**Problem to solve:**
Only lines holding "woman" are needed; copy each of them from the data below.

(Data provided Opens)

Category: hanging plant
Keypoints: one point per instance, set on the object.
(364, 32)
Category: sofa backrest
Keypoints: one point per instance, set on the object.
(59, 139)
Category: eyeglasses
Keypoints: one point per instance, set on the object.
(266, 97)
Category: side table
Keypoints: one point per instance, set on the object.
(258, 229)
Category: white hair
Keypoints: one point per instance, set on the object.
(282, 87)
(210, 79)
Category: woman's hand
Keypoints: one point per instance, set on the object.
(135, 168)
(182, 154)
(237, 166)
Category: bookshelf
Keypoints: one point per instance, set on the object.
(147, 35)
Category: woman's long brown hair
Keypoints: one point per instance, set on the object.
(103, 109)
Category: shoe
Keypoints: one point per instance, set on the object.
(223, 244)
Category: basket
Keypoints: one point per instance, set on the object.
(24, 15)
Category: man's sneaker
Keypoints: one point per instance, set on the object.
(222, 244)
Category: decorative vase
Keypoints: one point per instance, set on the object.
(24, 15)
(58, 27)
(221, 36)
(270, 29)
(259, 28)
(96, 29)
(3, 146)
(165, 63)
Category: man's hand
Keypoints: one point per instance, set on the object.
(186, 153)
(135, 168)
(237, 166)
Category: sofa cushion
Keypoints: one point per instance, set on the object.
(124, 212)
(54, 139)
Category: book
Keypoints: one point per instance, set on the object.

(Data provided Closes)

**Solution:**
Category: woman's hand
Category: woman's long brown hair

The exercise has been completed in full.